-- Azione richiesta A --
Stabilisci se ciascuna affermazione concorda con l'intervista, rispondendo sì o no e citando alla lettera le parole decisive: (i) Frank Crudele è nato a Bari; (ii) i figli di Frank Crudele vivono con lui a Roberts Creek; (iii) da Vancouver il traghetto per Roberts Creek dura 40 minuti.
-- Azione richiesta B --
Per favore, riporta fedelmente il passo dell'intervista compreso tra "Intervista esclusiva a" e "il tuo vissuto?", estremi inclusi.

-- Estratto del documento --
◆ ◆ ◆

Intervista esclusiva a Frank Crudele: «Il mio cuore è Italiano e la mia anima è Canadese»
Il nostro ospite di oggi è l’attore di fama internazionale Frank Crudele, nato a Bari da genitori canadesi di origini italiane. Svolge la sua professione in Italia e in Canada spaziando tra televisione, cinema e teatro. Ha recitato nelle fiction “Un medico in famiglia“, “Ho sposato un calciatore“, “Gente di mare” e “Gente di mare 2“, per citarne alcune. Ecco la nostra intervista esclusiva, a cura di Roberto Mallò e con la partecipazione di Sante Cossentino per l’agenzia di stampa Massmedia Comunicazione.
Ti ringraziamo per essere con noi, Frank. Come procede il tuo vissuto?
“Sto passando un’estate abbastanza movimentata, ma allo stesso tempo positiva, dato che sono sempre circondato dal mare dove mi sento a mio agio (sono nato il 27 ottobre, appartengo ad un segno astrologico dell’acqua). Scherzi a parte, in Europa lavoro soprattutto per il cinema e la tv, mentre in Canada ho la mia vita artistica teatrale dove convivo, con la mia compagna spagnola Virginia Perez, in un paesino di nome Roberts Creek che si trova sul mare, esattamente vicino allo stretto di Georgia dell’oceano Pacifico. Per arrivare qui si deve prendere un traghetto di 40 minuti da Vancouver. Per adesso i miei 3 figli universitari vivono nell’altra sponda dello stretto, ossia nella città di Victoria. Dunque, in tempi di Covid non stiamo lontani. A livello professionale sto girando un ruolo divertente per “I Delitti di Barlume” sull’isola d’Elba e per i miei viaggi in Italia da Vancouver faccio sempre stop a Toronto per visitare mia madre, che sta in una casa di anziani e che deve compiere 98 anni. Venendo dal teatro, la più grande soddisfazione, questa estate, è stata comunque preparare una lettura al pubblico della nuova e ultima opera teatrale di Raphael Burdmam; “Whose Gerusalem?” (La Gerusalemme di chi?). Quest’opera ha tre personaggi immaginari del 1191: il re Riccardo d’Inghilterra e capo di una terza crociata a Gerusalemme- il quale catturandola diventerebbe più potente del papa -, il sultano Saladino che per mantenere potere del Califato deve battere re Riccardo a tutti i costi e, infine, un rabbino-medico personale al sultano e Ebreo e mediatore tra questi due. Il soggetto, purché allegorico, tratta la tragedia del conflitto del Medio Oriente non ancora politicamente risolto ai nostri giorni. Per ragioni ovvie dare energia a livello artistico a questo lavoro per me stato molto soddisfacente. Lo scrittore era già molto malato di un serio tumore ed era alla fine dei suoi giorni e, facendo uno sforzo epico per finire l’ultima bozza, giorni dopo è morto”.

◆ ◆ ◆

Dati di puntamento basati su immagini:
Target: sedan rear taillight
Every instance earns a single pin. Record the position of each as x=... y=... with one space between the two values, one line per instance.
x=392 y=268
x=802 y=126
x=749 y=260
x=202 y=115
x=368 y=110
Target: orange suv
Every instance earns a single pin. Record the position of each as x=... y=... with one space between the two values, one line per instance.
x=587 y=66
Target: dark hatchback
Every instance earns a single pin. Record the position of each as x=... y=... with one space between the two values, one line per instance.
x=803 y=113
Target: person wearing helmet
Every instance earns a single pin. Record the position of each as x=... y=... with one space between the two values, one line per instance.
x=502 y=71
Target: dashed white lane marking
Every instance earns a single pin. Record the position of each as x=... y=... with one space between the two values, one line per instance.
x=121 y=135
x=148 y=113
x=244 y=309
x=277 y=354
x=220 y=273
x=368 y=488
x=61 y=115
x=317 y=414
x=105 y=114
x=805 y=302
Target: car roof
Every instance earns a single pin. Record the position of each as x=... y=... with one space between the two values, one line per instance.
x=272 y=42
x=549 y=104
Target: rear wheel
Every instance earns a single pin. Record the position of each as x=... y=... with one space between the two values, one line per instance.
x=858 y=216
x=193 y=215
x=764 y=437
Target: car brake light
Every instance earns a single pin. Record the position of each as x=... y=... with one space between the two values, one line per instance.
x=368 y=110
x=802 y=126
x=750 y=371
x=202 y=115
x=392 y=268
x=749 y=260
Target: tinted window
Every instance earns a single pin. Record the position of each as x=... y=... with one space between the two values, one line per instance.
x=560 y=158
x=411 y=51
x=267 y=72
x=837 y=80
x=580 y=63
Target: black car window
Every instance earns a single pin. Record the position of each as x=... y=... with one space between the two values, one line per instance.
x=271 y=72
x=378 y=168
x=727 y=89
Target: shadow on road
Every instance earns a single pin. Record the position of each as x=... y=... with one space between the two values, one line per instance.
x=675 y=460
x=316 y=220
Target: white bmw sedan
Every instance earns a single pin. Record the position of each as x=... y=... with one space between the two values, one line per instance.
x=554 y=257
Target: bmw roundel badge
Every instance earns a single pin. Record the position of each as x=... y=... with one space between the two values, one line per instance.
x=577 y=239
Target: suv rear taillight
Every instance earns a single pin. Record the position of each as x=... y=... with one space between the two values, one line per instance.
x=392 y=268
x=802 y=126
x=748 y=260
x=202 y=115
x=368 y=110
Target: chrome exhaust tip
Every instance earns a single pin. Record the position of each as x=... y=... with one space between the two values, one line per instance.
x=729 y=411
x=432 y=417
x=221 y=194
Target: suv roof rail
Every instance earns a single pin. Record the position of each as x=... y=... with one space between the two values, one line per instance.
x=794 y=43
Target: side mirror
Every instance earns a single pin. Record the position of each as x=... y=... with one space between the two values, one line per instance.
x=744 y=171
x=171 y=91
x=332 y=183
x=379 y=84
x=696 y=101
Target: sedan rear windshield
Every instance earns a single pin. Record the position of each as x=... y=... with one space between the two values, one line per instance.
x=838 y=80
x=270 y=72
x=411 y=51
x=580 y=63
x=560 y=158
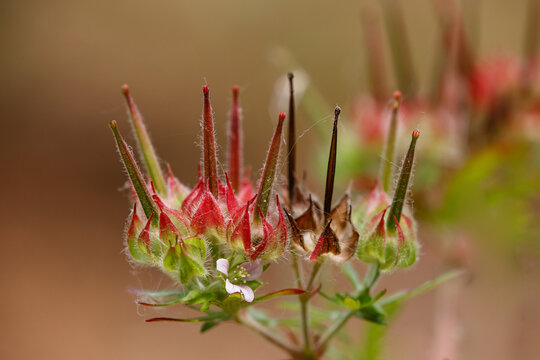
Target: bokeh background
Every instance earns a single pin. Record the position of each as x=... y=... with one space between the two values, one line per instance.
x=63 y=276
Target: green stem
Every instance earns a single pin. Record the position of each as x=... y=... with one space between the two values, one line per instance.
x=334 y=329
x=372 y=275
x=304 y=311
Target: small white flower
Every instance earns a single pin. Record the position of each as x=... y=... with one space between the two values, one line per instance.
x=246 y=272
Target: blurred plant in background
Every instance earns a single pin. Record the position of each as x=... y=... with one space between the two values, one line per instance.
x=480 y=175
x=479 y=180
x=480 y=122
x=217 y=239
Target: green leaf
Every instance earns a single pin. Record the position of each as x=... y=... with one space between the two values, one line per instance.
x=209 y=325
x=373 y=313
x=158 y=293
x=192 y=257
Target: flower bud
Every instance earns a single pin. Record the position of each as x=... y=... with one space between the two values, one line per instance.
x=387 y=236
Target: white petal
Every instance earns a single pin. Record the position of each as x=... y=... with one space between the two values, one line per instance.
x=222 y=265
x=247 y=292
x=254 y=269
x=243 y=289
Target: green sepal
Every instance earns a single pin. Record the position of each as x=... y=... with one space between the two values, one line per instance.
x=266 y=181
x=134 y=173
x=274 y=294
x=171 y=260
x=189 y=268
x=192 y=256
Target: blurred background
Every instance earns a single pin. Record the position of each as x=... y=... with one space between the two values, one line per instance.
x=64 y=278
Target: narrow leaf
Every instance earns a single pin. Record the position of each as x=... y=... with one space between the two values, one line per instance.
x=235 y=142
x=267 y=177
x=209 y=145
x=148 y=154
x=428 y=285
x=133 y=171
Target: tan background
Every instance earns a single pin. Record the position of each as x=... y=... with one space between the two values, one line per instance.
x=63 y=276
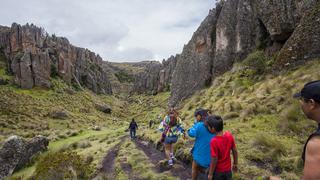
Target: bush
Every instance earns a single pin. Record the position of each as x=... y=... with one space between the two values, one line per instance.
x=62 y=165
x=294 y=121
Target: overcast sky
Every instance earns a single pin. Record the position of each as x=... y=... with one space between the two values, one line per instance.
x=117 y=30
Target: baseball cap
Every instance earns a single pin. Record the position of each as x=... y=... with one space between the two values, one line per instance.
x=311 y=90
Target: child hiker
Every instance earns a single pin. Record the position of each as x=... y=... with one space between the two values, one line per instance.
x=171 y=129
x=220 y=146
x=201 y=149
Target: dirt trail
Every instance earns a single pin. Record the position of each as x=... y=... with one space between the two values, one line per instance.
x=179 y=169
x=108 y=163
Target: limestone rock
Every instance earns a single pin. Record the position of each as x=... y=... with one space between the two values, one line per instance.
x=59 y=114
x=104 y=108
x=34 y=56
x=304 y=44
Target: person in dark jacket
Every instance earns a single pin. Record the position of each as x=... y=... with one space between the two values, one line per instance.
x=310 y=105
x=132 y=127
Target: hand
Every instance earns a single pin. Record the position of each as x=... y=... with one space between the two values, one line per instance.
x=235 y=168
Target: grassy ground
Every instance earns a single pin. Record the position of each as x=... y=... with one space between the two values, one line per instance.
x=268 y=125
x=257 y=107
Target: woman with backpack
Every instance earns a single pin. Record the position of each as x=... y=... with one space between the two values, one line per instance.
x=171 y=129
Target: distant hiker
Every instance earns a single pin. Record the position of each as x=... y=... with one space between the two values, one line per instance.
x=132 y=127
x=310 y=105
x=151 y=123
x=171 y=129
x=220 y=147
x=201 y=149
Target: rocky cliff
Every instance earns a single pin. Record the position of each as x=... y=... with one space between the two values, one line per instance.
x=34 y=57
x=235 y=28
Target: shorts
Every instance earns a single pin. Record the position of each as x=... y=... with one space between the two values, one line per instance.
x=222 y=175
x=171 y=139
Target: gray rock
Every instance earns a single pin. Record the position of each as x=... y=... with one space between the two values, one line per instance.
x=16 y=153
x=32 y=55
x=59 y=114
x=104 y=108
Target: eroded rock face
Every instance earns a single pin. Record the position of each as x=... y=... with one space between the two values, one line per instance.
x=304 y=44
x=236 y=28
x=17 y=152
x=193 y=66
x=34 y=57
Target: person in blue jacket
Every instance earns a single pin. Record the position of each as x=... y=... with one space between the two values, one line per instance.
x=201 y=148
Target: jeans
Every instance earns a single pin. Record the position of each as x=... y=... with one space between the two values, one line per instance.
x=133 y=133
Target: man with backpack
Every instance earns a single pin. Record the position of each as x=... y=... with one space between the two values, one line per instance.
x=201 y=149
x=132 y=127
x=310 y=105
x=220 y=147
x=171 y=129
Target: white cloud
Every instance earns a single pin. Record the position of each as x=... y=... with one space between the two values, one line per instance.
x=118 y=30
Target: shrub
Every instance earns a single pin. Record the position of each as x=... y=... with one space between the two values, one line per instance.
x=62 y=165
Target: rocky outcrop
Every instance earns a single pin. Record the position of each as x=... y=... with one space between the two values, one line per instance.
x=236 y=28
x=304 y=43
x=147 y=81
x=193 y=66
x=166 y=73
x=16 y=153
x=34 y=57
x=155 y=77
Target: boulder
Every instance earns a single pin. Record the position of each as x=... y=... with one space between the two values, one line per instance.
x=59 y=114
x=103 y=108
x=17 y=152
x=34 y=57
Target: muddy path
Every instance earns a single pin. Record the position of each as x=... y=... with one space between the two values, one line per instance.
x=108 y=164
x=157 y=158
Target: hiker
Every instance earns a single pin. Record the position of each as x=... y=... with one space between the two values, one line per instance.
x=220 y=147
x=133 y=126
x=201 y=149
x=171 y=129
x=151 y=123
x=310 y=105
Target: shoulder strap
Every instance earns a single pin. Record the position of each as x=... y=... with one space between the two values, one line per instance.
x=317 y=133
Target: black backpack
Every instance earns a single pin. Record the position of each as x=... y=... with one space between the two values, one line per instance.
x=317 y=133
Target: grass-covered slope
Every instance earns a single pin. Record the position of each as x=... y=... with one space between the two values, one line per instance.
x=258 y=109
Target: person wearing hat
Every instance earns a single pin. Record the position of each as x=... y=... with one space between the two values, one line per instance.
x=310 y=105
x=201 y=149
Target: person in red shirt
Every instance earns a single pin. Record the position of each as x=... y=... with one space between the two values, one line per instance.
x=220 y=147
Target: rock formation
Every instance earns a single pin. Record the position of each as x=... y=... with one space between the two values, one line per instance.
x=16 y=153
x=34 y=57
x=236 y=28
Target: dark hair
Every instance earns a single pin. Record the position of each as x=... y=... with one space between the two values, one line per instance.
x=202 y=112
x=215 y=122
x=173 y=121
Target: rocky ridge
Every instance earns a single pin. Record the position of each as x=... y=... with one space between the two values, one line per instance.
x=34 y=57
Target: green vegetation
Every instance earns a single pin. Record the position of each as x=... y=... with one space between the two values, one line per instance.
x=62 y=165
x=257 y=107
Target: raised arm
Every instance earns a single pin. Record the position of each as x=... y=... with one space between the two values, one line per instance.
x=312 y=162
x=192 y=132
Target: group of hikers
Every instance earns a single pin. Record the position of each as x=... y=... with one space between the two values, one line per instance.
x=213 y=146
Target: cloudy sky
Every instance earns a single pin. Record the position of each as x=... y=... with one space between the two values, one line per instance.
x=118 y=30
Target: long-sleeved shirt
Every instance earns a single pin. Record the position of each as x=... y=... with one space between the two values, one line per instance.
x=201 y=149
x=176 y=130
x=133 y=125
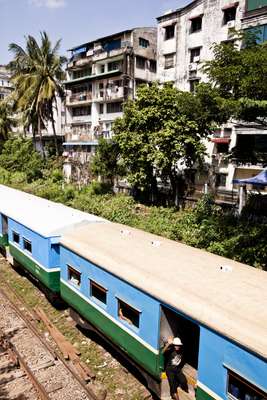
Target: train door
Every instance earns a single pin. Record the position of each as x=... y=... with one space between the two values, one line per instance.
x=4 y=225
x=174 y=324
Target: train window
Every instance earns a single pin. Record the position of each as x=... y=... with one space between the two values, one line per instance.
x=15 y=236
x=128 y=314
x=27 y=245
x=74 y=276
x=98 y=292
x=239 y=388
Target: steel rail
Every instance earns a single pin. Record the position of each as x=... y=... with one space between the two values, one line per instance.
x=53 y=352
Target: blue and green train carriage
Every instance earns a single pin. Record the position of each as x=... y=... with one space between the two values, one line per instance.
x=30 y=230
x=137 y=289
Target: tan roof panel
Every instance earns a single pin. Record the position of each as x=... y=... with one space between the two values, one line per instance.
x=220 y=293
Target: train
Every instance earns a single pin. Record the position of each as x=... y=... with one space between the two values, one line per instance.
x=135 y=289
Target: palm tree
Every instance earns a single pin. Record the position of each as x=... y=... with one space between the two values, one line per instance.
x=37 y=75
x=6 y=121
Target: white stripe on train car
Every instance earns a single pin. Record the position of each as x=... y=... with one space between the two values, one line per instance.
x=147 y=345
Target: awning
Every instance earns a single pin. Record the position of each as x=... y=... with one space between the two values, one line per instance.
x=258 y=180
x=231 y=5
x=220 y=140
x=196 y=16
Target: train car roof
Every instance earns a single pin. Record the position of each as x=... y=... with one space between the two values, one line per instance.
x=224 y=295
x=45 y=217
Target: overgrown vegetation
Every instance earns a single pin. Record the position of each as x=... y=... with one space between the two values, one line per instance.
x=205 y=226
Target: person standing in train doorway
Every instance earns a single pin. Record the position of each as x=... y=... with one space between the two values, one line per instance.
x=173 y=353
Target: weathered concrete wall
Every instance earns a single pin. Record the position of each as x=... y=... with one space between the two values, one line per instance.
x=213 y=31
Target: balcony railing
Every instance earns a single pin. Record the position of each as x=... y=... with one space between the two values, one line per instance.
x=81 y=137
x=220 y=160
x=109 y=94
x=88 y=136
x=80 y=97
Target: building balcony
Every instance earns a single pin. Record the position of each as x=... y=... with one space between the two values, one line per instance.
x=82 y=156
x=220 y=162
x=81 y=119
x=81 y=137
x=109 y=95
x=94 y=76
x=79 y=98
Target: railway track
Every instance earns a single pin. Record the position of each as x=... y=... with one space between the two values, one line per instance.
x=48 y=375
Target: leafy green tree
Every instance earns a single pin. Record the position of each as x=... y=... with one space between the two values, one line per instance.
x=18 y=155
x=37 y=76
x=240 y=76
x=6 y=121
x=161 y=132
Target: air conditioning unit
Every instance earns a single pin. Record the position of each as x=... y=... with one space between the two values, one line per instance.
x=230 y=24
x=192 y=67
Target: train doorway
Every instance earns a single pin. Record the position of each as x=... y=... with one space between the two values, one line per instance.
x=174 y=324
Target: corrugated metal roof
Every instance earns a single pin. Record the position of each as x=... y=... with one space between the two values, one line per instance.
x=40 y=215
x=221 y=294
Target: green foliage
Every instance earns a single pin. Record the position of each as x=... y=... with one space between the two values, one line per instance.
x=106 y=160
x=6 y=121
x=240 y=77
x=37 y=75
x=18 y=155
x=164 y=128
x=205 y=226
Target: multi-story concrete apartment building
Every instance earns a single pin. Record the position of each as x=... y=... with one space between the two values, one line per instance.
x=185 y=39
x=101 y=75
x=5 y=84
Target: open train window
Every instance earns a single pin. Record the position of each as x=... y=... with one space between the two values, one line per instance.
x=239 y=388
x=15 y=237
x=27 y=245
x=128 y=313
x=98 y=292
x=74 y=276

◆ ◆ ◆

-- Spazio risposta A --
(i) Sì: «nato a Bari da genitori canadesi di origini italiane».
(ii) No: «i miei 3 figli universitari vivono nell’altra sponda dello stretto, ossia nella città di Victoria».
(iii) Sì: «Per arrivare qui si deve prendere un traghetto di 40 minuti da Vancouver».

-- Spazio risposta B --
Intervista esclusiva a Frank Crudele: «Il mio cuore è Italiano e la mia anima è Canadese»
Il nostro ospite di oggi è l’attore di fama internazionale Frank Crudele, nato a Bari da genitori canadesi di origini italiane. Svolge la sua professione in Italia e in Canada spaziando tra televisione, cinema e teatro. Ha recitato nelle fiction “Un medico in famiglia“, “Ho sposato un calciatore“, “Gente di mare” e “Gente di mare 2“, per citarne alcune. Ecco la nostra intervista esclusiva, a cura di Roberto Mallò e con la partecipazione di Sante Cossentino per l’agenzia di stampa Massmedia Comunicazione.
Ti ringraziamo per essere con noi, Frank. Come procede il tuo vissuto?